— START OF Text block —

Abstract

Are we going to have a white Christmas? That is a question that scientists at the National Oceanic and Atmospheric Administration (NOAA) receive each autumn from members of the media and general public. NOAA personnel typically respond by way of a press release and map depicting the climatological probability of observing snow on the ground on 25 December at stations across the contiguous United States. This map has become one of the most popular applications of NOAA’s 1981–2010 U.S. Climate Normals.

The purpose of this paper is to expand upon the annual press release in two ways. First, the methodology for empirically calculating the probabilities of snow on the ground is documented. Second, additional maps describing the median snow depth on 25 December as well as the probability and amount of snowfall are presented.

The results are consistent with a climatologist’s intuitive expectations. In the Sierras, Cascades, the leeward side of the Great Lakes, and northern New England, snow cover is a near certainty. In these regions, most precipitation falls as snow, and the probability of snowfall can exceed 25%. At higher elevations of the Rocky Mountains and at many locations between the northern Rockies and New England, snowfall is considerably less frequent on Christmas Day, yet the probability of snow on the ground exceeds 50%. For those who would like to escape the snow, the best places to be in late December are in Southern California, the lower elevations of the Southwest, and Florida.

For many, Christmas is directly associated with snow. Christmas cards, carols, stories, and movies tend to depict a “white Christmas.” Often these depictions portray a snow-covered landscape or falling snow. In most parts of the United States, however, a white Christmas is actually far from certain. Where, then, are the best places for experiencing snow on the ground or snowfall on Christmas Day? Where is there likely to be sufficient snow for skiing at that time? In which parts of the country might holiday travel be impeded by snow? These are the questions that this paper attempts to answer on the basis of NOAA’s 1981–2010 U.S. Daily Climate Normals (Arguez et al. 2012).

— END OF Text block —

* _Problem description_:
Carry on the paper about the chances of a white Christmas across the United States, picking up right after its last sentence.

— START OF Material shown —

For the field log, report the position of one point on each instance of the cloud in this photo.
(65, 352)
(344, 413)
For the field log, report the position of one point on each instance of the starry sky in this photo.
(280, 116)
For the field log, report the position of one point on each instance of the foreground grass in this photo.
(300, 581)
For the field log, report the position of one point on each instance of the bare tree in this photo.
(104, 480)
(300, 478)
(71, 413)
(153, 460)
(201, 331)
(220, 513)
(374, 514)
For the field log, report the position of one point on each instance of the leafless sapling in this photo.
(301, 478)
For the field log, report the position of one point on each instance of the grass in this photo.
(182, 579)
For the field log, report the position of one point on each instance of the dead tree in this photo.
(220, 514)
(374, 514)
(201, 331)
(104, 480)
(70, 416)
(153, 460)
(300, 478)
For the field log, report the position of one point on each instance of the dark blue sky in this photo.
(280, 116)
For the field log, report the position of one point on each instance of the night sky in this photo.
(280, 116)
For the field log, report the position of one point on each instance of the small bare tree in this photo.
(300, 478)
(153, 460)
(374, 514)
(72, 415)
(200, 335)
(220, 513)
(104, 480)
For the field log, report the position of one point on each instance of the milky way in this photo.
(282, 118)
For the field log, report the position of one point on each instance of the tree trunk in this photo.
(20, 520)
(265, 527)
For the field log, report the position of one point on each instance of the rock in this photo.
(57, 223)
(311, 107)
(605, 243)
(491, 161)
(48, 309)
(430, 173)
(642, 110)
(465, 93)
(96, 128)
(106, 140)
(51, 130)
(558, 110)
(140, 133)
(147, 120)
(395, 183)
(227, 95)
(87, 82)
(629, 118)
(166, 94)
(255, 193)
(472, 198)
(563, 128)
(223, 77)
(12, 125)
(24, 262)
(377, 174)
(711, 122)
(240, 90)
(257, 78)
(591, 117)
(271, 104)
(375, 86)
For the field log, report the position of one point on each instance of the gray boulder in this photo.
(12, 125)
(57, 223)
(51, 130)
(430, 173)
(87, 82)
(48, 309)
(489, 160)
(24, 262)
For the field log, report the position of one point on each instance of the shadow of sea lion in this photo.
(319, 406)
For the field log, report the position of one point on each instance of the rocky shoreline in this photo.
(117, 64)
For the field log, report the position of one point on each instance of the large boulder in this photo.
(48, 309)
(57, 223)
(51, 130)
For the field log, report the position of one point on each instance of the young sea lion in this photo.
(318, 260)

— END OF Material shown —

* _Answer below_:
For a number of years, NOAA’s National Centers for Environmental Information (NCEI, formerly NCDC) has responded to requests for information about the odds of a white Christmas. An NCDC Technical Report from 1995 (Ross et al. 1995) provides probabilities of occurrence for snow depths equal to or exceeding various thresholds, using observations taken between 1961 and 1990 at several hundred cities across the continental United States. More recently, NCEI has issued a press release every December centered around a map of the probability of measurable (≥ 1 in., or 2.54 cm) snow depth across the country. Since 2011, the map has been based on the 1981–2010 Daily Normals, which include data from several thousand U.S. stations.

The purpose of this paper is to provide a more detailed assessment of the probability of a white Christmas than is possible in the annual press releases, and to document the methodology used to calculate the underlying daily climatological statistics.

METHODOLOGY.

The results presented herein include two types of statistics taken from the 1981–2010 Daily Normals: probabilities of occurrence and medians of nonzero amounts. The statistics are computed empirically from once-a-day snow depth measurements as well as from 24-h totals of snowfall and precipitation at stations operated by the U.S. National Weather Service (Arguez et al. 2012; Durre et al. 2013). The Global Historical Climatology Network–Daily (GHCN-Daily) dataset (Menne et al. 2012) is the source of these data. Shown in this paper are results from the subset of stations where at least 25 of the years between 1981 and 2010 meet the relevant data completeness requirements ( appendix A), and no more than three consecutive years fail to meet those requirements. The computational procedures are outlined here and described further in the appendices.

The climatological probability of occurrence for a calendar day is the percentage of years in which a particular event occurred on that day. For a 30-year period, however, using only the observations taken on exactly that day would yield a maximum sample size of 30 values, fewer when a station’s record is incomplete. To increase the sample size, a 29-day window centered on the day of interest is used instead. Thus, the probability of a measurable snow depth on 25 December is based on measurements from 11–31 December and 1–8 January during 1981–2010. Once the probabilities have been calculated using the appropriate 29-day window for each day of the year, they are smoothed with a 29-day running mean in order to reduce random day-to-day variability ( appendix A).

Medians of nonzero snow depth and snowfall amounts provide an indication of typical amounts when snow depth or snowfall are present. They are computed within the same moving 29-day windows that are used in the computation of probabilities. A median for a specific day and variable is calculated only when nonzero amounts account for at least 10% of the total sample across all years and days in the window. As a result, medians are available only at stations and times of year at which this threshold is met. Furthermore, when the sample size is too small for one or more days within the snow season, some additional processing steps are employed to eliminate the resulting gap in the annual cycle ( appendix B).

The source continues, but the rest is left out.